## Goal of the exercise
Copy every item below verbatim, changing nothing.
════════
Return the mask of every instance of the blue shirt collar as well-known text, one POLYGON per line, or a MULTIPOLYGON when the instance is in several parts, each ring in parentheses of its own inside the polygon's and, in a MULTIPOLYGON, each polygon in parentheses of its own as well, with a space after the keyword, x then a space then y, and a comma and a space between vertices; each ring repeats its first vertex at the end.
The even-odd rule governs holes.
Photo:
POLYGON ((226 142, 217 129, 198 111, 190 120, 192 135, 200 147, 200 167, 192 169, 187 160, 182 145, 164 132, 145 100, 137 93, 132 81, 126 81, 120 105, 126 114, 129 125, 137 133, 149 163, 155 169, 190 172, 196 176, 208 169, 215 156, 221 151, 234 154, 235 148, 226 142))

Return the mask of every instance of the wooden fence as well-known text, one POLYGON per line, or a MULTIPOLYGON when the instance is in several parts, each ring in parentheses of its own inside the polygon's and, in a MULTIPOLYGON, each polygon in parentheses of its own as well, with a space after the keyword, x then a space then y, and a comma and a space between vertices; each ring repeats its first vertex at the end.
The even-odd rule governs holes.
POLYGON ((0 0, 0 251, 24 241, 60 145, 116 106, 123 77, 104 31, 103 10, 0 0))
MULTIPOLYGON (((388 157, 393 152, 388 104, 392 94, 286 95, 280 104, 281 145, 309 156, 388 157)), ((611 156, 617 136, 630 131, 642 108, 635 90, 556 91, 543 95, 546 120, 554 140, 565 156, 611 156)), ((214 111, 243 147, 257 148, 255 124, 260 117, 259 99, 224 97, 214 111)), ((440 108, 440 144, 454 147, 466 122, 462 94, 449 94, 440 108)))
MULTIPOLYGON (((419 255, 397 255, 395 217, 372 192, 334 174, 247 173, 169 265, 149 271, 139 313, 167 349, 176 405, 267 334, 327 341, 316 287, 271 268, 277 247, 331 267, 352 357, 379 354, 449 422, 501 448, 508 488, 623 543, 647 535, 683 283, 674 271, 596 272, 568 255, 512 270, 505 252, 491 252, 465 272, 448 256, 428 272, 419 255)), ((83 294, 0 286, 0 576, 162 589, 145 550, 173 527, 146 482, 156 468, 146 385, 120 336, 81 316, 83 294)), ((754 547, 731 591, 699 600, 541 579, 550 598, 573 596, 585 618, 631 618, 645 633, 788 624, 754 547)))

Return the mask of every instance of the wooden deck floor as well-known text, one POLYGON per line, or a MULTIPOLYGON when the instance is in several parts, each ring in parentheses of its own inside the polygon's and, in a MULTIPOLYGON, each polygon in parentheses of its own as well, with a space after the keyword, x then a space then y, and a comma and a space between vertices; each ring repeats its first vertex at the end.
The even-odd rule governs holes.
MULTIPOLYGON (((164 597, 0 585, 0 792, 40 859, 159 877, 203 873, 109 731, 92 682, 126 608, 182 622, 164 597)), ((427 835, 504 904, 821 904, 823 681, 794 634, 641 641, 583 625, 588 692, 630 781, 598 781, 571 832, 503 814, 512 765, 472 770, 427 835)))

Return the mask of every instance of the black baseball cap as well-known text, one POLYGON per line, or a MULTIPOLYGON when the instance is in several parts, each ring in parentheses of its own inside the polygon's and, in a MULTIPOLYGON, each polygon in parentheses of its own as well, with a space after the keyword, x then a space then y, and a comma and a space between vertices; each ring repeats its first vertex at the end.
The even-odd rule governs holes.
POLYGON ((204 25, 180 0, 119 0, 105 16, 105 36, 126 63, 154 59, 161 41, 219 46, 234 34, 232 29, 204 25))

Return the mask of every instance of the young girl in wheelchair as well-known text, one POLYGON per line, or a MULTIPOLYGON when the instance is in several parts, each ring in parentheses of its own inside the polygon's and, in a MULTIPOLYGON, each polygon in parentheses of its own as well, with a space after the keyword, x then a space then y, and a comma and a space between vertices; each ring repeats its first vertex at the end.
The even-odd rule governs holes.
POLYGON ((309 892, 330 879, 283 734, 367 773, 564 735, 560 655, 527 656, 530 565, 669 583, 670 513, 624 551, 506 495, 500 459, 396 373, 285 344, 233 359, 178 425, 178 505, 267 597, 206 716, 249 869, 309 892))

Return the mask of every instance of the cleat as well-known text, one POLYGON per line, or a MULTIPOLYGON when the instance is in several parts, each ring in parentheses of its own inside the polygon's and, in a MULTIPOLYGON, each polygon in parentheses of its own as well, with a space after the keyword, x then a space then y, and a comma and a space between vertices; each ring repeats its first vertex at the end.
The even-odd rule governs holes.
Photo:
════════
## Exercise output
Return the mask of every instance of the blue shirt collar as well-known text, one POLYGON per line, or a MULTIPOLYGON when the instance is in several parts, each ring in parentheses of its own inside the polygon's and, in a MULTIPOLYGON, each polygon in parentheses of its own as well, with a space after the keyword, x then a space then y, and a comma and a space between vertices; each ring repeats its first vertex at the end.
The even-odd rule governs holes.
Photo:
POLYGON ((226 142, 217 129, 198 111, 190 120, 192 135, 200 147, 200 167, 192 169, 187 160, 182 145, 164 132, 145 100, 137 93, 132 81, 126 81, 120 105, 126 114, 129 125, 137 133, 149 163, 155 169, 190 172, 196 176, 208 169, 215 156, 221 151, 234 154, 235 148, 226 142))

Return the mask of every instance of the wooden fence as well-known text, one POLYGON per line, or a MULTIPOLYGON when the instance is in several parts, each ring in parentheses of its own inside the polygon's and, in a MULTIPOLYGON, each polygon in parentheses of its own as well, with a space after the keyword, x then a space then y, and a comma and a space between vertices; each ring repeats its first vertex at the end.
The even-odd rule governs holes.
POLYGON ((0 0, 0 251, 24 241, 60 145, 116 106, 123 77, 104 31, 103 10, 0 0))
MULTIPOLYGON (((388 157, 393 152, 388 104, 392 94, 286 95, 280 104, 281 145, 309 156, 388 157)), ((611 156, 617 136, 630 131, 642 108, 635 90, 556 91, 543 95, 546 120, 554 140, 565 156, 611 156)), ((214 111, 243 147, 257 148, 255 124, 260 117, 259 99, 224 97, 214 111)), ((440 108, 440 144, 454 147, 466 122, 462 94, 449 94, 440 108)))
MULTIPOLYGON (((419 255, 397 255, 395 217, 372 192, 334 174, 247 173, 169 265, 149 271, 139 313, 167 349, 176 405, 267 334, 327 341, 316 287, 271 268, 277 247, 331 267, 352 357, 379 354, 449 422, 501 448, 508 488, 623 543, 647 535, 683 283, 674 271, 596 272, 568 255, 512 270, 505 252, 491 252, 465 272, 448 256, 428 272, 419 255)), ((83 294, 0 286, 0 576, 162 589, 145 550, 173 527, 146 482, 156 468, 146 385, 120 336, 81 316, 83 294)), ((754 547, 731 591, 699 600, 541 579, 550 598, 573 596, 585 618, 631 618, 645 633, 788 624, 754 547)))

Return the mask of every instance of the wooden deck floor as well-known text, one POLYGON per line, or a MULTIPOLYGON when the instance is in several parts, each ring in parentheses of its own inside the polygon's and, in a MULTIPOLYGON, each polygon in parentheses of its own as well, with a space after the keyword, x then a space then y, and a comma and a space between vertices; each ring repeats its first vertex at the end.
The even-odd rule governs holes.
MULTIPOLYGON (((164 597, 0 585, 0 792, 40 859, 159 877, 203 873, 109 731, 92 682, 126 608, 182 622, 164 597)), ((427 835, 504 904, 821 904, 823 681, 794 634, 641 641, 583 625, 588 692, 630 781, 598 781, 571 832, 503 814, 512 765, 472 770, 427 835)))

Return the mask of every instance of the black baseball cap as well-known text, one POLYGON per line, or a MULTIPOLYGON when the instance is in several parts, each ring in parentheses of its own inside the polygon's and, in a MULTIPOLYGON, each polygon in parentheses of its own as well, with a space after the keyword, x then a space then y, and a comma and a space between vertices; each ring repeats its first vertex at the end.
The even-odd rule governs holes.
POLYGON ((204 25, 180 0, 119 0, 105 16, 105 36, 126 63, 154 59, 161 41, 219 46, 234 34, 232 29, 204 25))

Return the mask of every instance of the young girl in wheelchair as well-known text, one POLYGON per line, or a MULTIPOLYGON when the instance is in several parts, each ring in parentheses of its own inside the polygon's and, in a MULTIPOLYGON, each polygon in parentheses of its own as well, with a space after the keyword, x then a space then y, and a comma and a space between vertices; each ring repeats its first vertex at the end.
The even-odd rule governs holes.
POLYGON ((309 892, 330 879, 283 734, 367 773, 564 735, 560 655, 527 656, 530 565, 669 583, 670 513, 624 551, 506 495, 500 459, 396 373, 285 344, 233 359, 178 425, 178 505, 267 597, 206 716, 249 869, 309 892))

Return the mask of every instance of the cleat as well-known text, one POLYGON per line, or a MULTIPOLYGON when the instance is in several parts, each ring in parentheses of its own inside the polygon's and, in a MULTIPOLYGON, each polygon in parentheses of its own as well, with a space after the keyword, x then a space then y, and a comma and a space between vertices; each ring repeats its first vertex at the end.
The even-odd rule governs holes.
Photo:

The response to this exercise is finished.